__Directions__
a) Edit the Dhoni article passage running from "In Rajkot, Dhoni" up to and including "Saturday, reported Cricbuzz.", and give it again with "strike-rate" changed to "scoring rate".
b) According to the Dhoni article, how many runs did Dhoni score in Rajkot, and off how many balls?

__Source extract__
MS Dhoni, in his cool and calm way, has resorted back to their critics those questioning about his T20 form and stated that everybody has their own views on life and that should be respected. The former India captain also added that being part of the Team India is the best motivation for him.

In Rajkot, Dhoni scored 49 runs off 37 balls at a strike-rate of 132.43 but his first 25 runs had come at a run-a-ball, which eventually took the asking rate beyond 15 runs an over. The former Indian captain struggled to hit the big shots against the spinners while at the same time, Kohli struck a brisk half-century. Dhoni's innings drew a lot of flak from some former Indian players including VVS Laxman and Ajit Agarkar, who went as far as to suggest Dhoni to call it quits from the shortest format of the game. On being asked about the same, the "Captain Cool", maintained his calmness and answered his critics in a polite manner.

"Everybody has views in life and it should be respected," said the former Indian skipper during the launch of the MS Dhoni Cricket Academy in Dubai on Saturday, reported Cricbuzz.

It is not a doubt that Dhoni has been caught up with various technical and mental fallacies, which forced him to bring a change to his vastly successful ODI doctrine. But amidst all that, the 35-year-old has still more than enough left in the tank to keep up with the physical demands of limited-overs cricket due to his adrenaline-powered surge between the wickets and still, when it comes to his glovework, there is hardly anyone who can come close to him in the current age. And Dhoni stated that his biggest motivation for the same comes from the feeling of being associated with the Indian team.

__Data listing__
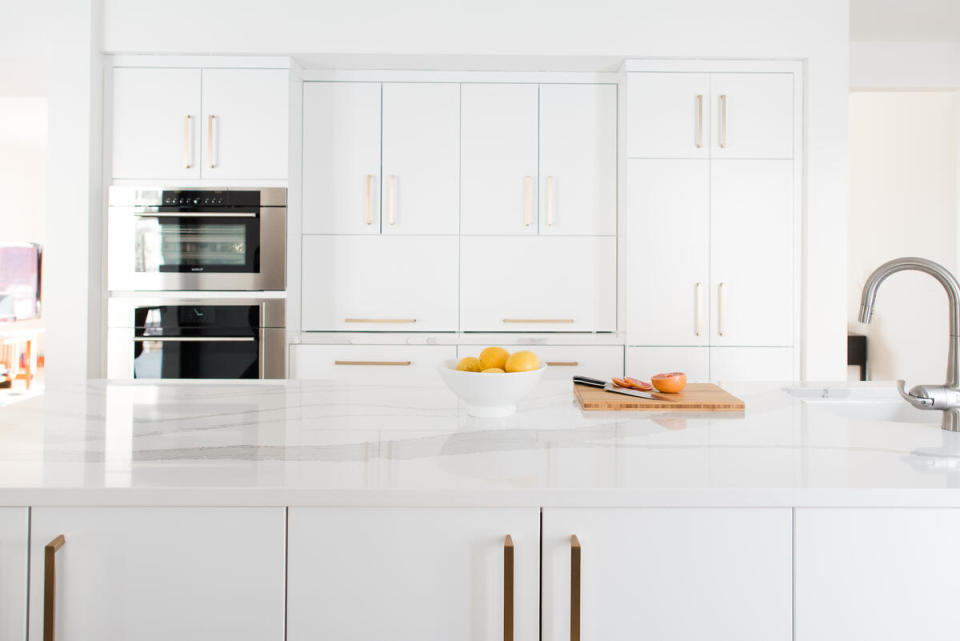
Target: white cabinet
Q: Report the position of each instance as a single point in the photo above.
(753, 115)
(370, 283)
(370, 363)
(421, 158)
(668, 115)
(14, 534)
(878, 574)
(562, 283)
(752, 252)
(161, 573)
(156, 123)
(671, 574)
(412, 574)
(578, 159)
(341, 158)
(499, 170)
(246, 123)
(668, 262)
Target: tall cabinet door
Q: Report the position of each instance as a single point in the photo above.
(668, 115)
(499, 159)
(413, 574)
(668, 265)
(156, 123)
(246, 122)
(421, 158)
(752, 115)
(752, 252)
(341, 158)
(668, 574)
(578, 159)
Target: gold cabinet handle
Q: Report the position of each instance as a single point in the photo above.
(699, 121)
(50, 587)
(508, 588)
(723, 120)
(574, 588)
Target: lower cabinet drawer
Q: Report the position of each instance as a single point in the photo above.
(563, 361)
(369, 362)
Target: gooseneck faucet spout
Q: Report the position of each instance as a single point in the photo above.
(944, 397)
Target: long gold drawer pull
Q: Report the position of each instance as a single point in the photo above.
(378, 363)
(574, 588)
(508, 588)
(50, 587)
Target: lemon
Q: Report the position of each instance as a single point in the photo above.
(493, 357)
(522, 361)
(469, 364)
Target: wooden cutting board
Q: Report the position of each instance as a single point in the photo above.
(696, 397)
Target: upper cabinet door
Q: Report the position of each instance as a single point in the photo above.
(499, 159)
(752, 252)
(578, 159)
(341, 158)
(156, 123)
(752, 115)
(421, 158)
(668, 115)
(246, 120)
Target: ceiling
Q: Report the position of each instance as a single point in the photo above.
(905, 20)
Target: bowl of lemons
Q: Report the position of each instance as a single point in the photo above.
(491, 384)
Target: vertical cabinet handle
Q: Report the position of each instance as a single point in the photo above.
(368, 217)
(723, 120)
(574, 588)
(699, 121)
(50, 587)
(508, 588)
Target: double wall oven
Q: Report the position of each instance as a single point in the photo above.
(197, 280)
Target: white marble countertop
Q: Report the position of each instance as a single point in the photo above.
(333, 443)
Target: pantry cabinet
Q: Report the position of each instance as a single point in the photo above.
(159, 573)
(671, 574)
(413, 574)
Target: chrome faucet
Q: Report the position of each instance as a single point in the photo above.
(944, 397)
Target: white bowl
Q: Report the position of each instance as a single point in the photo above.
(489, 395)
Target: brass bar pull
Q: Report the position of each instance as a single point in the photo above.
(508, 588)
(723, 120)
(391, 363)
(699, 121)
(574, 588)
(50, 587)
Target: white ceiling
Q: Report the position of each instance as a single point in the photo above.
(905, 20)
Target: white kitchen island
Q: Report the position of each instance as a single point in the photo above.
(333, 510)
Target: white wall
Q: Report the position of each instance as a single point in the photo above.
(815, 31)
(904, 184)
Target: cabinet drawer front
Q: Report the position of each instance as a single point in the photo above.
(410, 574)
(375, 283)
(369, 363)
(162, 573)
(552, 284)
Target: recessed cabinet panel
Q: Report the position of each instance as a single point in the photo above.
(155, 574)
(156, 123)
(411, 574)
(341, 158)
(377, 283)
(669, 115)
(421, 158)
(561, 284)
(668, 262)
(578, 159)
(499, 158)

__Task-by-task answers__
a)
In Rajkot, Dhoni scored 49 runs off 37 balls at a scoring rate of 132.43 but his first 25 runs had come at a run-a-ball, which eventually took the asking rate beyond 15 runs an over. The former Indian captain struggled to hit the big shots against the spinners while at the same time, Kohli struck a brisk half-century. Dhoni's innings drew a lot of flak from some former Indian players including VVS Laxman and Ajit Agarkar, who went as far as to suggest Dhoni to call it quits from the shortest format of the game. On being asked about the same, the "Captain Cool", maintained his calmness and answered his critics in a polite manner.

"Everybody has views in life and it should be respected," said the former Indian skipper during the launch of the MS Dhoni Cricket Academy in Dubai on Saturday, reported Cricbuzz.

b) 49 runs off 37 balls.